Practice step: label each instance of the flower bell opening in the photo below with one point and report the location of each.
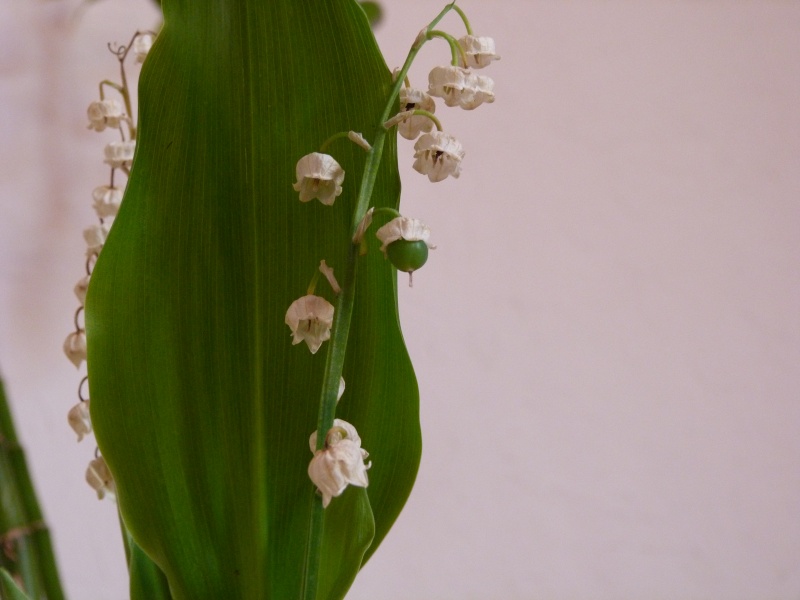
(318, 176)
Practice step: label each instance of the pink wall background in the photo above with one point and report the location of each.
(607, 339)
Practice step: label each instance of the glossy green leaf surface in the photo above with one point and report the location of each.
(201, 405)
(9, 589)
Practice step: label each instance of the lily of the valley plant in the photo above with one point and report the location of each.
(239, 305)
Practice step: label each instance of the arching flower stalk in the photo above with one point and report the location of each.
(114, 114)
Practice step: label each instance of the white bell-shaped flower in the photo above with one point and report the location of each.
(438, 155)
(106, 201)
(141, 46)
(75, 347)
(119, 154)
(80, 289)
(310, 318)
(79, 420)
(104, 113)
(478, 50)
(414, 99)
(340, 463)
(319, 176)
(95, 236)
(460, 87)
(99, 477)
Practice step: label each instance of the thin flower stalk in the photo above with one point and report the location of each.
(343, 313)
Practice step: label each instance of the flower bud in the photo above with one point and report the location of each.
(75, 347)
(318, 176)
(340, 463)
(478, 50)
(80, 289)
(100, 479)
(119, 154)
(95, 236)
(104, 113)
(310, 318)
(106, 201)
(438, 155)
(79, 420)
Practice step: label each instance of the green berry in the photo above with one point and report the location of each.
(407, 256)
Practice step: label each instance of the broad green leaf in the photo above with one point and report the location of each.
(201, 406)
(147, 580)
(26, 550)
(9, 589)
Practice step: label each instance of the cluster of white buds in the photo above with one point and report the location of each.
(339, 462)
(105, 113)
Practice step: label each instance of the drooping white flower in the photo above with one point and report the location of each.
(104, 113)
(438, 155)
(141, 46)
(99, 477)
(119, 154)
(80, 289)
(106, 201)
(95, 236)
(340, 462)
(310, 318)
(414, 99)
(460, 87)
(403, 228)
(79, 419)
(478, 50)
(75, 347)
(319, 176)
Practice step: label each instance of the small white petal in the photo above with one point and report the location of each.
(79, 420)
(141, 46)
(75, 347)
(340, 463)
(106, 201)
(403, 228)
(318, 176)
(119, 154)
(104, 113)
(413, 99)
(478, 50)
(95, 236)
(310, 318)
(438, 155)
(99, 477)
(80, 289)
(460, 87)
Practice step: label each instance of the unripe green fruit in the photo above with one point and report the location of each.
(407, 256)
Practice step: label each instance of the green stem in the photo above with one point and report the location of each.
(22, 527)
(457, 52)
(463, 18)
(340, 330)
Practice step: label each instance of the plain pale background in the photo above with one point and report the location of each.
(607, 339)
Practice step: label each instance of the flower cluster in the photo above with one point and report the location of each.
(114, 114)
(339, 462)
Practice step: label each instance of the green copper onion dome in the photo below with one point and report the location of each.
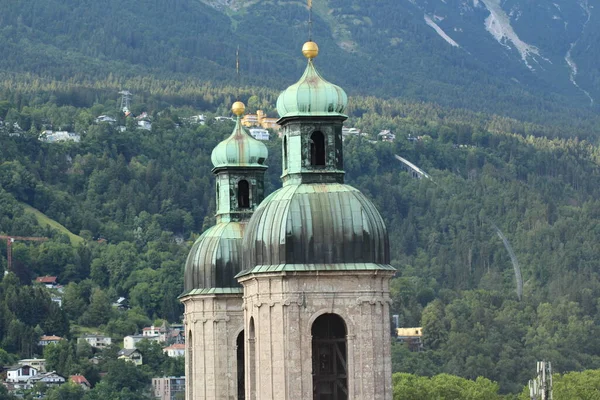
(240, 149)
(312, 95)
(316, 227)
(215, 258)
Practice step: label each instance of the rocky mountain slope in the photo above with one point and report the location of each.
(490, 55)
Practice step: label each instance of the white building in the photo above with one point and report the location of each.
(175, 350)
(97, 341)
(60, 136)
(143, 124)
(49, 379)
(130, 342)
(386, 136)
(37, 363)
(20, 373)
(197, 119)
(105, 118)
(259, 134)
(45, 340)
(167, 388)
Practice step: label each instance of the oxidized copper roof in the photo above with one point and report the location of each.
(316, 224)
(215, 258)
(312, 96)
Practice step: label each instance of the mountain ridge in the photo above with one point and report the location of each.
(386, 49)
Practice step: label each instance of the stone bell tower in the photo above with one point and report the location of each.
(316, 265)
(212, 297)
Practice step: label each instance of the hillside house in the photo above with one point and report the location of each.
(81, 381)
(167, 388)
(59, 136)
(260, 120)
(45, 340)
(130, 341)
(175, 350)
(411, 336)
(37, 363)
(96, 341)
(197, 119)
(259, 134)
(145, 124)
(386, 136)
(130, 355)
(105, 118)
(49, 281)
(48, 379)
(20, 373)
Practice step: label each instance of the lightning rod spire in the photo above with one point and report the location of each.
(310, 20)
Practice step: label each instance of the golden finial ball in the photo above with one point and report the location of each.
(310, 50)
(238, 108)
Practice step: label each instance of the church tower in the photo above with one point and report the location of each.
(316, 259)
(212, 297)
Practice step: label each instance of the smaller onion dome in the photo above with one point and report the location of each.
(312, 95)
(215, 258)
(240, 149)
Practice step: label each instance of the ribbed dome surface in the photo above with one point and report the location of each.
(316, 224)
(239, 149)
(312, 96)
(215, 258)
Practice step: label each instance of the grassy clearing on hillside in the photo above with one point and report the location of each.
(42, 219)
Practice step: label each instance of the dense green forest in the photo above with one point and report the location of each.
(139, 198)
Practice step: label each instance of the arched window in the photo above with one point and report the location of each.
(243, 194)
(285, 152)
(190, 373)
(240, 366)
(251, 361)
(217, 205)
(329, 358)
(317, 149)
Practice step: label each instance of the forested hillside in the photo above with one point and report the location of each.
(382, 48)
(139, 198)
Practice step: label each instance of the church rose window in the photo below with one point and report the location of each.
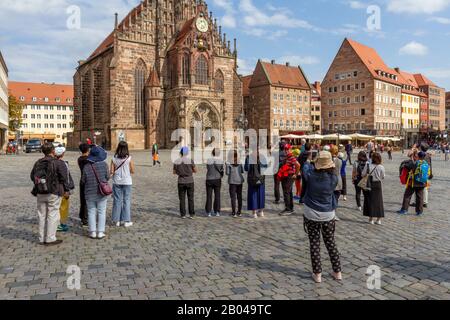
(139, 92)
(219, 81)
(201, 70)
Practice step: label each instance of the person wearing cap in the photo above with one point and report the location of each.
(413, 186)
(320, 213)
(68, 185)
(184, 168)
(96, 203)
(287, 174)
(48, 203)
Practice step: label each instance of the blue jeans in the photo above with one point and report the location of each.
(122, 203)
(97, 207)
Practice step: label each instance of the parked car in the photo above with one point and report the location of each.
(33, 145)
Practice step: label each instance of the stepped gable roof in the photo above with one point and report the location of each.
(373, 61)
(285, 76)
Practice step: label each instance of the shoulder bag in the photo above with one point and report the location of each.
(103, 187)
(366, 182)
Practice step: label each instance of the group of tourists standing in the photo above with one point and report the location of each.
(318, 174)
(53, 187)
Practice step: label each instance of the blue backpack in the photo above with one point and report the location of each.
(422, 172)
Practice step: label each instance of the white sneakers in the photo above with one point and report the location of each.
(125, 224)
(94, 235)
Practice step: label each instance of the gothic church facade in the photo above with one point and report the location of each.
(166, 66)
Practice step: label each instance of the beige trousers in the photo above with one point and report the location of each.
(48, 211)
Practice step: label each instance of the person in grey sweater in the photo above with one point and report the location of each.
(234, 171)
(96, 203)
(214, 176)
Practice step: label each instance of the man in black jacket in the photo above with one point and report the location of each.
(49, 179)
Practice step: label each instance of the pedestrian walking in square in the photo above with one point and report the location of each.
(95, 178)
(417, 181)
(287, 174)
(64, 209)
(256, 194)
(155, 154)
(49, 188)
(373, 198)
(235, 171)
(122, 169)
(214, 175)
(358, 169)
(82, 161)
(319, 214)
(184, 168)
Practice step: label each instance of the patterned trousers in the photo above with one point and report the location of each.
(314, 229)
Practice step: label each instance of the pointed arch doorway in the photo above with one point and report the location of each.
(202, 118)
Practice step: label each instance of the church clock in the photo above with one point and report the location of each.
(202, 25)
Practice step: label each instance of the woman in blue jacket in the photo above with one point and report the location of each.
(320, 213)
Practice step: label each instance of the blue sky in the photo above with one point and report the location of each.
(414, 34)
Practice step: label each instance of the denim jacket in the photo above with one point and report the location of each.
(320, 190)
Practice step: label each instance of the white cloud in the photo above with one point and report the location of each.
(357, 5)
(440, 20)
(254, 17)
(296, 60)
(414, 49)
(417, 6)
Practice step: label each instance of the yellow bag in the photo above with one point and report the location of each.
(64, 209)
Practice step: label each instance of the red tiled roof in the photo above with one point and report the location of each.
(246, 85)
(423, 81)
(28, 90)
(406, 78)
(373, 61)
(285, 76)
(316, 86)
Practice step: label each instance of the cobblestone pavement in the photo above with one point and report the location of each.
----
▶ _Stated goal_: Repeat the listing verbatim. Skip the pictures.

▶ _Solution to this exercise_:
Practice step: label each instance of the flower bell opening in the photo below with one point and report the location of each.
(318, 176)
Practice step: label each instance of the pink wall background in the photo above with one point and report the location of each.
(607, 339)
Practice step: label each instance of the glossy green leaf surface in the photo above with one point and report the location of each.
(201, 405)
(9, 589)
Practice step: label each instance of the lily of the valley plant in the photo above with one point and report the location of each.
(239, 305)
Practice step: label each instance of the arching flower stalk in the photo above with one point and report the location of each.
(114, 114)
Practice step: label each instance of the white bell-shaped flower in the photo above with one point and report the location of each.
(438, 155)
(106, 201)
(141, 46)
(75, 347)
(119, 154)
(80, 289)
(310, 318)
(79, 420)
(104, 113)
(478, 50)
(414, 99)
(340, 463)
(319, 176)
(95, 236)
(460, 87)
(99, 477)
Practice step: label each instance of the thin flower stalk in the photo above with one point and report the location of each.
(343, 313)
Practice step: label each instance of the flower bud in the photo above with one point and report the location of each.
(75, 347)
(318, 176)
(340, 463)
(478, 50)
(80, 289)
(100, 479)
(119, 154)
(95, 236)
(104, 113)
(310, 318)
(106, 201)
(438, 155)
(79, 420)
Practice step: label each instance of the green berry in the photo above with one point and report the location of each.
(407, 256)
Practice step: label each instance of the broad green leaf in the photo above with one point and report the location of each.
(201, 406)
(147, 580)
(26, 550)
(9, 589)
Practice step: label each instance of the cluster of white buds in the photo above with one point and report the location of each.
(339, 462)
(105, 113)
Practice step: label each instance of the drooping white flower in the photo above with one point and report the location of each.
(104, 113)
(438, 155)
(141, 46)
(99, 477)
(119, 154)
(80, 289)
(106, 201)
(95, 236)
(340, 462)
(310, 318)
(414, 99)
(460, 87)
(403, 228)
(79, 419)
(478, 50)
(75, 347)
(319, 176)
Practice step: label each instance of the small white petal in the photo above with one point and report the location of each.
(79, 420)
(141, 46)
(75, 347)
(340, 463)
(106, 201)
(403, 228)
(318, 176)
(119, 154)
(104, 113)
(413, 99)
(478, 50)
(95, 236)
(310, 318)
(438, 155)
(99, 477)
(80, 289)
(460, 87)
Practice step: label each instance of the unripe green fruit in the photo above with one point and report the location of each.
(407, 256)
Practice step: label each instance of the green stem in the photo above with one point and report the location of each.
(22, 527)
(457, 52)
(463, 18)
(340, 330)
Practice step: label each instance of the plain pale background in the photo above with one point and report the location of each.
(607, 339)
Practice step: label each instance of the flower cluster in the photo above with one point and report the location of each.
(114, 114)
(339, 462)
Practice step: label each instance of the green copper onion dome in the photo below with one point and report the location of each.
(240, 149)
(312, 95)
(316, 227)
(215, 258)
Practice step: label each instance of the rocky mountain slope in the photo above with one point and report the location of each.
(490, 55)
Practice step: label each instance of the white building in the photo above with one point and report the location of each.
(175, 350)
(97, 341)
(60, 136)
(143, 124)
(49, 379)
(130, 342)
(386, 136)
(37, 363)
(20, 373)
(197, 119)
(105, 118)
(259, 134)
(45, 340)
(167, 388)
Practice step: label each instance of the oxidized copper roof in the photo above with one point and report the location of each.
(316, 224)
(215, 258)
(312, 96)
Practice step: label each instance of the mountain ridge in the photo above with one point and report the location of each.
(386, 49)
Practice step: label each instance of the stone bell tower in the photo above with one point and report the location of each.
(316, 265)
(212, 297)
Practice step: label each instance of the hillside house in the photo above with one point and report the location of each.
(81, 381)
(167, 388)
(59, 136)
(260, 120)
(45, 340)
(130, 341)
(175, 350)
(411, 336)
(37, 363)
(96, 341)
(197, 119)
(259, 134)
(145, 124)
(386, 136)
(130, 355)
(105, 118)
(49, 281)
(48, 379)
(20, 373)
Practice step: label each instance of the lightning rod spire in the photo above with one point and report the location of each.
(310, 20)
Practice step: label each instance of the golden finial ball in the photo above with one point and report the location of each.
(310, 50)
(238, 108)
Practice step: label each instance of the church tower in the photo above with one point and report the location of each.
(316, 259)
(212, 297)
Practice step: label each instance of the smaller onion dome in the photo above with one point and report the location of each.
(312, 95)
(215, 258)
(240, 149)
Practice step: label each instance of the ribbed dome surface in the photo above with one point and report the location of each.
(316, 224)
(239, 149)
(312, 96)
(215, 258)
Practice step: label each instance of the grassy clearing on hillside in the photo above with one point and report the location of each.
(42, 219)
Practice step: label each instance of the dense green forest in the photo above with one point and report the location of each.
(139, 198)
Practice step: label each instance of the arched window in the photo above with one point and report the location of each.
(243, 194)
(285, 152)
(190, 373)
(240, 366)
(251, 361)
(217, 205)
(329, 358)
(317, 149)
Practice step: label each instance of the forested hillside in the photo above with one point and report the location of each.
(382, 48)
(139, 198)
Practice step: label each instance of the church rose window in the photo below with one point and report the location of each.
(139, 92)
(219, 81)
(201, 70)
Practice step: label each instance of the person wearing cap in the photo above with one point and report the location of each.
(413, 186)
(320, 213)
(68, 185)
(184, 168)
(96, 203)
(287, 174)
(48, 203)
Practice step: label each instance of the blue jeans in the photo above with one point and report the location of each.
(122, 203)
(97, 207)
Practice step: label each instance of the parked car in the photo above with one point and report the location of each.
(33, 145)
Practice step: label each instance of the stepped gable roof in the photo above with one point and report the location of each.
(373, 61)
(285, 76)
Practice step: label each instance of the shoulder bag in the photo above with one point and report the location of each.
(103, 187)
(366, 182)
Practice step: label each instance of the group of tourists standing in the photo above with one point and report the location of each.
(318, 174)
(53, 187)
Practice step: label each instance of the blue backpack in the photo above with one point and report the location of each.
(422, 172)
Practice step: label each instance of the white sneakers in the photo above with one point and report the location of each.
(125, 224)
(94, 235)
Practice step: label each instance of the gothic church facade in the photo above with one point and report the location of each.
(166, 66)
Practice step: label each instance of the beige trousers in the photo above with one point and report the location of each.
(48, 211)
Practice step: label each instance of the person in grey sweater in the photo above with one point and report the location of each.
(234, 171)
(96, 203)
(214, 176)
Practice step: label each instance of the man in black jacket in the photo above with one point and report the location of each.
(49, 179)
Practice step: label each instance of the pedestrian walking in square in the photo above with one point and report the location of each.
(95, 178)
(417, 181)
(287, 174)
(64, 209)
(256, 194)
(155, 154)
(49, 188)
(373, 198)
(235, 171)
(122, 169)
(214, 175)
(358, 169)
(82, 161)
(319, 214)
(184, 168)
Practice step: label each instance of the patterned trousers in the photo above with one point and report the location of each.
(314, 229)
Practice step: label each instance of the pointed arch doorway in the photo above with one point and report the location of each.
(202, 118)
Practice step: label each instance of the church clock in the photo above with one point and report the location of each.
(202, 25)
Practice step: label each instance of the woman in blue jacket in the photo above with one point and report the location of each.
(320, 213)
Practice step: label each instance of the blue sky in the photo above with one point and report the location of each.
(414, 34)
Practice step: label each instance of the denim jacket in the photo above with one point and report the location of each.
(320, 190)
Practice step: label each instance of the white cloud in the photo above with one point and report the location of each.
(357, 5)
(440, 20)
(254, 17)
(296, 60)
(414, 49)
(417, 6)
Practice step: label each instance of the yellow bag in the photo above with one point and report the location of each.
(64, 209)
Practice step: label each instance of the red tiled roof in the photo above with one point and report the location of each.
(246, 85)
(423, 81)
(28, 90)
(406, 78)
(373, 61)
(285, 76)
(316, 86)
Practice step: label each instance of the cobblestone pavement in the photo above with one point and report the location of each.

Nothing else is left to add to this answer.